-- Prompt --
Restate word for word each line of the data, starting at the one containing "the stained glass window" and running through the last.

++++++

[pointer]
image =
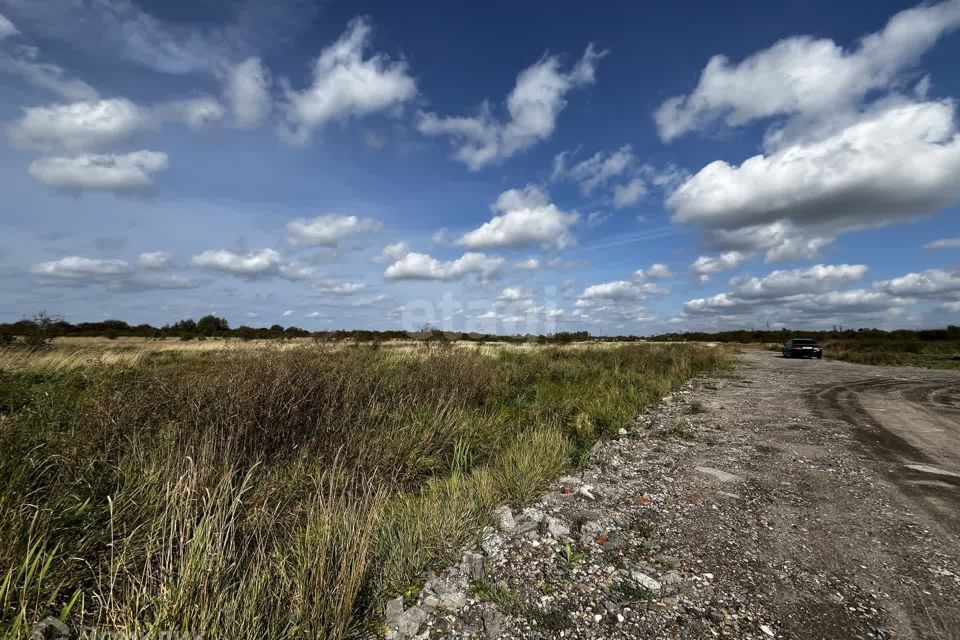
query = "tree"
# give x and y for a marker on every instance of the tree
(210, 325)
(41, 330)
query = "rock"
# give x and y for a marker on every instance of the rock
(472, 565)
(671, 579)
(590, 530)
(645, 581)
(492, 622)
(408, 625)
(505, 519)
(393, 610)
(556, 528)
(526, 527)
(532, 515)
(449, 593)
(453, 601)
(722, 476)
(492, 546)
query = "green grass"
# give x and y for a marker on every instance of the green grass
(285, 493)
(914, 353)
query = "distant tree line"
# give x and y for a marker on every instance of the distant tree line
(951, 333)
(42, 328)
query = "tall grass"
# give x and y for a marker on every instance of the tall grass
(264, 492)
(943, 354)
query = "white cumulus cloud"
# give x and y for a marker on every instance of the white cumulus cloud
(7, 28)
(526, 216)
(80, 268)
(896, 163)
(533, 106)
(705, 265)
(79, 126)
(932, 283)
(346, 84)
(155, 260)
(328, 230)
(250, 265)
(819, 278)
(247, 90)
(943, 243)
(118, 173)
(421, 266)
(803, 75)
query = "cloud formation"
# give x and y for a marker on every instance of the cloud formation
(328, 230)
(421, 266)
(79, 126)
(533, 107)
(117, 173)
(806, 76)
(898, 162)
(247, 91)
(251, 265)
(943, 243)
(526, 217)
(703, 266)
(80, 268)
(346, 85)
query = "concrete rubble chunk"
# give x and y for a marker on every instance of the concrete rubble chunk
(393, 610)
(449, 592)
(556, 528)
(645, 581)
(472, 565)
(492, 623)
(505, 520)
(410, 622)
(717, 474)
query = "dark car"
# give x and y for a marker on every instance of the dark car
(802, 348)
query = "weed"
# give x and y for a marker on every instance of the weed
(232, 489)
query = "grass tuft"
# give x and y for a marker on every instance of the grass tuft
(286, 491)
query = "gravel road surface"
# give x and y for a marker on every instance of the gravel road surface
(790, 499)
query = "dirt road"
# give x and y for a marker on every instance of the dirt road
(793, 499)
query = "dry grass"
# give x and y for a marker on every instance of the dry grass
(260, 491)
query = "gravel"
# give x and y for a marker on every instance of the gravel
(738, 507)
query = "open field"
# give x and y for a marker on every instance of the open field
(943, 354)
(792, 499)
(264, 490)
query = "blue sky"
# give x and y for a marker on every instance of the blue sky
(495, 167)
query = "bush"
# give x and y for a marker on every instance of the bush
(265, 492)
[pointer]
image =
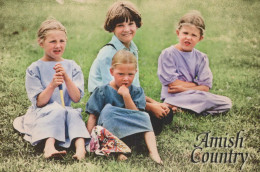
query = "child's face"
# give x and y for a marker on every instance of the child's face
(54, 45)
(189, 36)
(123, 74)
(125, 32)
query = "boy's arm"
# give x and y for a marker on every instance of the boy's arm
(91, 123)
(185, 84)
(129, 103)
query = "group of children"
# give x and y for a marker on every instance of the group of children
(117, 101)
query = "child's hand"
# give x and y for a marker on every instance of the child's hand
(123, 91)
(57, 79)
(176, 89)
(59, 69)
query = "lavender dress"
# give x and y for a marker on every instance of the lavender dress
(190, 67)
(52, 120)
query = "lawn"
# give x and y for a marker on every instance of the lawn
(231, 43)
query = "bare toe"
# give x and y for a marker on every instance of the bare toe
(121, 157)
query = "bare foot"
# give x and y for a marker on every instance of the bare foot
(156, 158)
(51, 153)
(174, 108)
(79, 155)
(121, 157)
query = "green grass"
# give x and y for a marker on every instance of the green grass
(231, 42)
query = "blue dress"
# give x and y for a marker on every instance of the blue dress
(52, 120)
(109, 107)
(190, 67)
(99, 72)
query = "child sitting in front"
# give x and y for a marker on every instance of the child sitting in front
(123, 20)
(116, 106)
(46, 119)
(185, 74)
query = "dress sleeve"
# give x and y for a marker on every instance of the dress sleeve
(167, 71)
(204, 74)
(33, 84)
(96, 102)
(138, 97)
(78, 78)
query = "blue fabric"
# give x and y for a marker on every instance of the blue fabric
(52, 120)
(99, 72)
(124, 122)
(190, 67)
(109, 107)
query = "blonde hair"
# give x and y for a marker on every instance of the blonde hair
(48, 25)
(119, 12)
(123, 57)
(193, 18)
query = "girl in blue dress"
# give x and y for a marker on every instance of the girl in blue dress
(118, 106)
(123, 20)
(185, 74)
(46, 119)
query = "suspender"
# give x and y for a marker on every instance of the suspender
(110, 45)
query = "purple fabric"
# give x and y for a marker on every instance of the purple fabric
(190, 67)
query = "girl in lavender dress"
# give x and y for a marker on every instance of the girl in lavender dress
(46, 120)
(185, 74)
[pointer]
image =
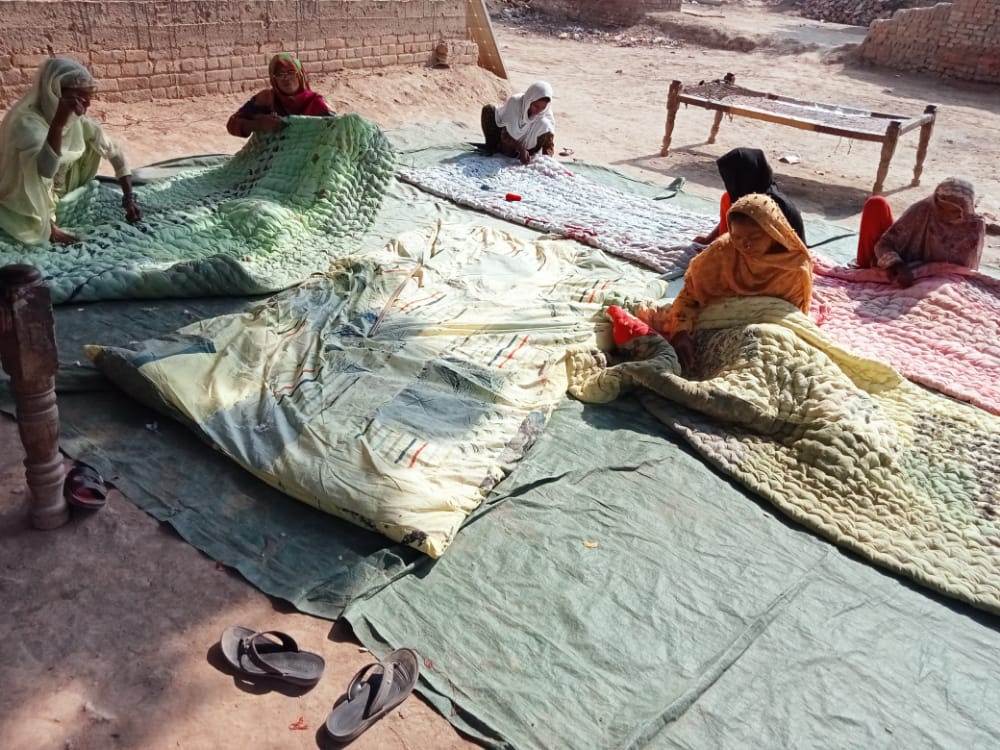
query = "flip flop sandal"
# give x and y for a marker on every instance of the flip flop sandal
(84, 487)
(375, 691)
(270, 654)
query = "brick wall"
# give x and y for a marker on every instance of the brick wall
(856, 12)
(170, 49)
(604, 12)
(959, 39)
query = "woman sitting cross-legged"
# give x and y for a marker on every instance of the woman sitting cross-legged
(48, 148)
(942, 228)
(760, 256)
(745, 171)
(523, 125)
(289, 95)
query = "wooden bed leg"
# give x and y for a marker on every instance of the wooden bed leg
(715, 126)
(925, 138)
(28, 355)
(673, 104)
(888, 149)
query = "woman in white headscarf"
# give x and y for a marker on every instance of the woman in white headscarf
(48, 148)
(523, 125)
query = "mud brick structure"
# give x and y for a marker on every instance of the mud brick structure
(604, 12)
(175, 49)
(959, 39)
(856, 12)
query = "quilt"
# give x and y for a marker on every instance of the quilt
(546, 196)
(844, 445)
(398, 388)
(282, 208)
(943, 332)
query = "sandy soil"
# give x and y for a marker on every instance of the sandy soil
(111, 621)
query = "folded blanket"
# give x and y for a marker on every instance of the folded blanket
(943, 332)
(285, 206)
(844, 445)
(545, 195)
(398, 388)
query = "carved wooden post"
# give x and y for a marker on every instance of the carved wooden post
(888, 149)
(673, 104)
(730, 80)
(28, 354)
(925, 138)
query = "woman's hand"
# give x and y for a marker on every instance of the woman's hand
(70, 104)
(269, 123)
(901, 274)
(684, 346)
(132, 212)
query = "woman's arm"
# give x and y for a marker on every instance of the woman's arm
(256, 116)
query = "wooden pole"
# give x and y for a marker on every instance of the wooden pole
(925, 138)
(673, 104)
(28, 355)
(888, 149)
(715, 126)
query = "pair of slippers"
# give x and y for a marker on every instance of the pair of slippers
(85, 488)
(373, 692)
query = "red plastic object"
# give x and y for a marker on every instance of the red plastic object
(626, 326)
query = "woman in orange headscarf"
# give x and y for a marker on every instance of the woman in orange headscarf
(289, 95)
(760, 256)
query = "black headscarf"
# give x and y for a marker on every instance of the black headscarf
(745, 171)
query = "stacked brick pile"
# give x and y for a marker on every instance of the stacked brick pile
(146, 49)
(855, 12)
(960, 39)
(604, 12)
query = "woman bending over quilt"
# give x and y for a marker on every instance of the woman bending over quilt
(49, 148)
(523, 125)
(760, 256)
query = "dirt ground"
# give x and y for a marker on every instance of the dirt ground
(111, 621)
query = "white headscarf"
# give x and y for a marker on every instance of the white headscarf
(25, 196)
(513, 115)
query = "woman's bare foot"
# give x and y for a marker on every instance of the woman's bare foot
(58, 235)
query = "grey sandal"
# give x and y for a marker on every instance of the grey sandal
(270, 654)
(375, 691)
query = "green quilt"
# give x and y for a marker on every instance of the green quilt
(902, 476)
(285, 206)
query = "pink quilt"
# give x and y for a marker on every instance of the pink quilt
(943, 332)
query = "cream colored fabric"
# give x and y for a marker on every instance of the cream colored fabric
(397, 389)
(32, 176)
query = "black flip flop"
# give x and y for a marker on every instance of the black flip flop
(375, 691)
(84, 487)
(272, 654)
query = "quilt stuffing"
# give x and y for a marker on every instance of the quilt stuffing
(551, 198)
(395, 390)
(844, 445)
(943, 332)
(282, 208)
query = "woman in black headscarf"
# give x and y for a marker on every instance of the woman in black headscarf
(745, 171)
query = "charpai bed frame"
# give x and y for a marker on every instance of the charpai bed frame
(725, 97)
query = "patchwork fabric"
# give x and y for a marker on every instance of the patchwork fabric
(551, 198)
(943, 332)
(282, 208)
(844, 445)
(399, 388)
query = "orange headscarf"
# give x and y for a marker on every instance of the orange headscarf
(724, 269)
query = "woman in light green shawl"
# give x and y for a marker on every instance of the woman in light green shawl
(48, 148)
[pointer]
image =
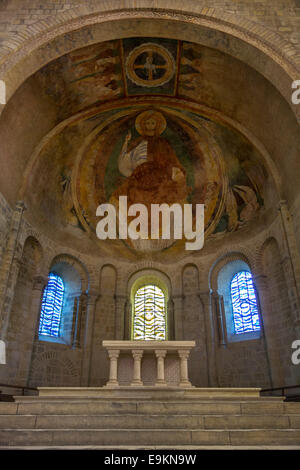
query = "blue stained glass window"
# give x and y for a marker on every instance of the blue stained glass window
(244, 304)
(52, 304)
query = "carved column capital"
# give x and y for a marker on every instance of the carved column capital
(39, 282)
(113, 353)
(137, 353)
(183, 353)
(160, 353)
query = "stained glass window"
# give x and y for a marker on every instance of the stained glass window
(149, 314)
(52, 306)
(244, 304)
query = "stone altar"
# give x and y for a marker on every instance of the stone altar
(148, 363)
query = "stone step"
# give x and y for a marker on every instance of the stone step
(138, 421)
(147, 437)
(97, 407)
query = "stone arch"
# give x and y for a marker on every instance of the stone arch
(108, 279)
(277, 313)
(50, 368)
(149, 275)
(76, 264)
(190, 278)
(32, 256)
(248, 35)
(139, 279)
(221, 262)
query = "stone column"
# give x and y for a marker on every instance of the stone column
(291, 262)
(178, 317)
(128, 320)
(218, 307)
(275, 372)
(80, 313)
(160, 355)
(39, 284)
(113, 368)
(170, 320)
(137, 357)
(10, 268)
(120, 315)
(184, 375)
(210, 334)
(91, 301)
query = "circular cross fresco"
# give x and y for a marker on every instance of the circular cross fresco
(150, 65)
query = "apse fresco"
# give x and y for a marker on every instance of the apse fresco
(138, 130)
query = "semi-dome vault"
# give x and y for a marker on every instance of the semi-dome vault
(102, 93)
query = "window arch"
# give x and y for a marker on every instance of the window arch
(149, 320)
(52, 305)
(244, 303)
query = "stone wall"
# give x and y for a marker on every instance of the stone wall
(18, 18)
(258, 362)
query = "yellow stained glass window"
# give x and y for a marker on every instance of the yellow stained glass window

++++++

-- Solution to the problem --
# give x and y for a marker on every instance of the stained glass window
(149, 314)
(52, 306)
(244, 304)
query = "stone altar"
# give x and y for a marker on every instance of the stone altar
(148, 363)
query = "stone step"
# give x and y for a marker on every instance of the stone step
(138, 421)
(147, 437)
(97, 407)
query = "stone arch"
# give x and y for a marker on every instance of the stone arch
(108, 279)
(277, 313)
(50, 368)
(149, 275)
(76, 264)
(190, 278)
(32, 256)
(248, 35)
(139, 279)
(221, 262)
query = "stone column"
# give x and y for a marker on every instance of the stone column
(291, 262)
(178, 317)
(128, 320)
(218, 307)
(275, 372)
(80, 313)
(160, 355)
(39, 284)
(113, 368)
(170, 320)
(137, 357)
(10, 268)
(120, 315)
(184, 375)
(210, 334)
(91, 301)
query = "circular cross fresco"
# give x and y for a marker on every instance of the circular cross fresco
(150, 65)
query = "apse fresco"
# give x and y for a marker on every instance of the apse fresco
(138, 130)
query = "semi-dome vault"
# give x and y for a marker on every instance of the semi-dome vault
(102, 93)
query = "window arch"
# give x and y for a marker on every instance of the window arch
(149, 320)
(52, 305)
(244, 303)
query = "stone wall"
# give x and y for a marker on every instance of the stone wall
(18, 18)
(258, 362)
query = "yellow stained glass window"
# give x and y for a marker on every instance of the yellow stained glass window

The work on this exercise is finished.